▶ Passage provided
== Segment start ==

I worry about everything.
At night, I worry I might die in my sleep or have a heart attack and no one will find me in time.
I worry my friends will die and they’ll try to call me and I’ll miss the call.
I worry my siblings will get into car accidents.
I worry I might develop some disease that can’t be cured, like agressive cancer or Huntington’s or type 1 diabetes…
I also worry about my family getting into car accidents. Not so much about my friends though I figure they can take care of themselves.i worry a lot about the farm it’s a huge weight on my shoulders. My first therapist said I had existential anxiety. Iv been on a lot for worrying she made me do a worry log, worry hour (where you worry hard for an hour only) and like how would you feel about the worry in 5 years time. Worry’s always change to something different
Put an ice pack on the back of your head. This will cool down your brain and reduce activity in your limbic system, where emotions happen.
Do a task with simple, clear steps. I like baking. I follow the recipe, and it’s easy enough that I don’t get frustrated, but it requires enough concentration that I don’t have room to think about other things. Cleaning also helps.
Engage your five senses. This will remind you what is real and what isn’t. Listen to soothing music. Smell something pleasant, like an essential oil. Suck on a hard candy. Look at pictures of things you enjoy. Feel something with an interesting texture, like a piece of Velcro or a stress ball.
Try to levitate something with your mind. You obviously won’t succeed, but it gets you to focus all of your attention on a single point outside your body, instead of on your thoughts. I like to use this on airplanes or in public places, because it doesn’t require you to move at all. It looks like you’re just daydreaming to observers.

== Segment end ==

▶ Excerpted data
== Segment start ==

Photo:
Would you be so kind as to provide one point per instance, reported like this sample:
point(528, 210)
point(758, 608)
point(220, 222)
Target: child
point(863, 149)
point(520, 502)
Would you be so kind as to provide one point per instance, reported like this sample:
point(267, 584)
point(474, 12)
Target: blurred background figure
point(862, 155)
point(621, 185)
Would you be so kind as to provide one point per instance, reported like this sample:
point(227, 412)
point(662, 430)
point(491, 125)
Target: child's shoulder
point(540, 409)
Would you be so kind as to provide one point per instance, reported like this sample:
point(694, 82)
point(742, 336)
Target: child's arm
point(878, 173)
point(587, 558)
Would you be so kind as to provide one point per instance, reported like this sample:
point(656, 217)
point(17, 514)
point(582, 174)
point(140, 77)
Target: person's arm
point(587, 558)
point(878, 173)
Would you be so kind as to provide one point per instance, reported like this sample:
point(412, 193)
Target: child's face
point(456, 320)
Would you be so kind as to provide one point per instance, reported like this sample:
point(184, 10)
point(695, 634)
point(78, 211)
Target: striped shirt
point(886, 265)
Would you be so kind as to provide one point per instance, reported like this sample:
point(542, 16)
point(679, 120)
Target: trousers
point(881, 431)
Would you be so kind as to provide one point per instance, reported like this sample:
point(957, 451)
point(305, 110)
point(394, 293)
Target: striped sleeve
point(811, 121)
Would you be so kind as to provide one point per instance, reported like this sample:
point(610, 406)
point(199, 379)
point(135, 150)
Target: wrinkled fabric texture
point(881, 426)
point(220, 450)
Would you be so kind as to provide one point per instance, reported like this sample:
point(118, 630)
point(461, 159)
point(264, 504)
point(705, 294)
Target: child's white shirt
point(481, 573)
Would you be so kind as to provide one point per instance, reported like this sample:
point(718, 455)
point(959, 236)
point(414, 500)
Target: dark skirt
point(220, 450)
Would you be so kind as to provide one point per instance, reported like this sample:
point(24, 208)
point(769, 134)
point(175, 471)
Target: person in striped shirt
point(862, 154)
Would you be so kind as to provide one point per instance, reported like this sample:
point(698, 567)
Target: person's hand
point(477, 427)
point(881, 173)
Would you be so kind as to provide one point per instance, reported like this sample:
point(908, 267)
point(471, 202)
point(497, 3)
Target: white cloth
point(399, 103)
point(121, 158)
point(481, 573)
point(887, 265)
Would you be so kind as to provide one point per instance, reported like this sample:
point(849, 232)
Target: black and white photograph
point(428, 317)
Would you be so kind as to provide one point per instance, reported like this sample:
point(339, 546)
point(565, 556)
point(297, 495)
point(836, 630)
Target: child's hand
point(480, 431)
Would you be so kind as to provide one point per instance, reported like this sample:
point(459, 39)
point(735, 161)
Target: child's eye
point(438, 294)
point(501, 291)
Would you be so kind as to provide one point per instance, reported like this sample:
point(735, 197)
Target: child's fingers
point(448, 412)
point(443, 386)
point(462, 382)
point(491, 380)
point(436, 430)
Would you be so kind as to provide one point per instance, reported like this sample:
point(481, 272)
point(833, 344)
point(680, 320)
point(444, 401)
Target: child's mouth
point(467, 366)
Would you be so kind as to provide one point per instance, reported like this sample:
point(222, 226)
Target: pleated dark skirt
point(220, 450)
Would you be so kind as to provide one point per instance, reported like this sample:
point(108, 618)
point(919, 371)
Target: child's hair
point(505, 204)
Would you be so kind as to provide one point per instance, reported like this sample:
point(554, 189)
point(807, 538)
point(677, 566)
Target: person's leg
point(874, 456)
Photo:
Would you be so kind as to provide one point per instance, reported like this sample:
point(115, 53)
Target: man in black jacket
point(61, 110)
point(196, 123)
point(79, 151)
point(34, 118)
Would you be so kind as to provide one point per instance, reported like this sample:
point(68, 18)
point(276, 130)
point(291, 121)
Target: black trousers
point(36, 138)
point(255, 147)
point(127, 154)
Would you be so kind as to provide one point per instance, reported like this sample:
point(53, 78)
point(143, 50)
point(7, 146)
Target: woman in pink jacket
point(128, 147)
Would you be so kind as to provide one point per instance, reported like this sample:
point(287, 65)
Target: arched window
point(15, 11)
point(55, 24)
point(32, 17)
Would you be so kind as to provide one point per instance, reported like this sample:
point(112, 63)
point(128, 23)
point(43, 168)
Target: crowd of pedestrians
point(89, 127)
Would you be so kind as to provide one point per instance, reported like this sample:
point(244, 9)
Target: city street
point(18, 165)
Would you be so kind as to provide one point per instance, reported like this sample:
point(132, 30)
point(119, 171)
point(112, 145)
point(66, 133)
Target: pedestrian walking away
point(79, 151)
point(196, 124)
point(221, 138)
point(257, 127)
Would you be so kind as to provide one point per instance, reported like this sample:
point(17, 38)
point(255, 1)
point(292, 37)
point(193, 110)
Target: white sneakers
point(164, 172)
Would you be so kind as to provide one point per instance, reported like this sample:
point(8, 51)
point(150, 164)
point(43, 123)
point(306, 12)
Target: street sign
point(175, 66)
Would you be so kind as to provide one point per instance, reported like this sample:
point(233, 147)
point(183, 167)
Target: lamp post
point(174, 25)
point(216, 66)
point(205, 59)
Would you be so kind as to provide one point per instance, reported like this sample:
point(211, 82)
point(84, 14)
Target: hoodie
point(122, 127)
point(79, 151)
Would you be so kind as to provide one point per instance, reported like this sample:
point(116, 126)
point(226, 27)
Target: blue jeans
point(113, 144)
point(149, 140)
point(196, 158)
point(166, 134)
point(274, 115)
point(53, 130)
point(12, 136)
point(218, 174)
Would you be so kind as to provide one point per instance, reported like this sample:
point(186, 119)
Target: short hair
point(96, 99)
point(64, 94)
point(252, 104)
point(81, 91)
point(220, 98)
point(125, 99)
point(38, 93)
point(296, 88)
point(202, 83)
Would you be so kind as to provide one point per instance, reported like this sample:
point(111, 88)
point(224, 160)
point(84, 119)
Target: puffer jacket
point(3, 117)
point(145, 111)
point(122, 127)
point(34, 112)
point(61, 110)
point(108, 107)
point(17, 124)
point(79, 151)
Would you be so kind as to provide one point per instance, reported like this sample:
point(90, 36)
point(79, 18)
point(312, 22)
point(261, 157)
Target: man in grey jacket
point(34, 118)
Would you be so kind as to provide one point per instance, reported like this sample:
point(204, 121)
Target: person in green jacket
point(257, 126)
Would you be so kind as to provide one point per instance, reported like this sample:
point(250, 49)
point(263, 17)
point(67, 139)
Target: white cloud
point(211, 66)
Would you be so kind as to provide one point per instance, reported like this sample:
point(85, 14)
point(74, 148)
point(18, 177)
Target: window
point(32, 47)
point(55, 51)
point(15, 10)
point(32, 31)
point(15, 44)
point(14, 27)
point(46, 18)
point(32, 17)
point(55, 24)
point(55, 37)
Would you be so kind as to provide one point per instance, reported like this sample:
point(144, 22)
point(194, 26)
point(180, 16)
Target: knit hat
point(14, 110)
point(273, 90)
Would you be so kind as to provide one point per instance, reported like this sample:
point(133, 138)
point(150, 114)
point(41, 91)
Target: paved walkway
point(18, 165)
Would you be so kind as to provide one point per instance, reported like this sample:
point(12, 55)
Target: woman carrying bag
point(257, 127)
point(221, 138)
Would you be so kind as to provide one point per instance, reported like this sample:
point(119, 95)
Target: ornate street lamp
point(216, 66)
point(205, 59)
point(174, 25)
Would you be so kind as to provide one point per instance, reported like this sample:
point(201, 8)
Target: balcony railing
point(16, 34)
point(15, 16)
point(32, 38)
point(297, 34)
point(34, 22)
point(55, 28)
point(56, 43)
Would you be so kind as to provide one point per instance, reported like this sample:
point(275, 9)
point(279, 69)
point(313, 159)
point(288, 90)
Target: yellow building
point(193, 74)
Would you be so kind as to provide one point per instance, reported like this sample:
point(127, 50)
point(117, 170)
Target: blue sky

== Segment end ==

▶ Work task
Write out the passage on worry word for word, beginning at the words "At night, I" and stopping after "get into car accidents.". The items have no connection to the passage on worry.

▶ Written solution
At night, I worry I might die in my sleep or have a heart attack and no one will find me in time.
I worry my friends will die and they’ll try to call me and I’ll miss the call.
I worry my siblings will get into car accidents.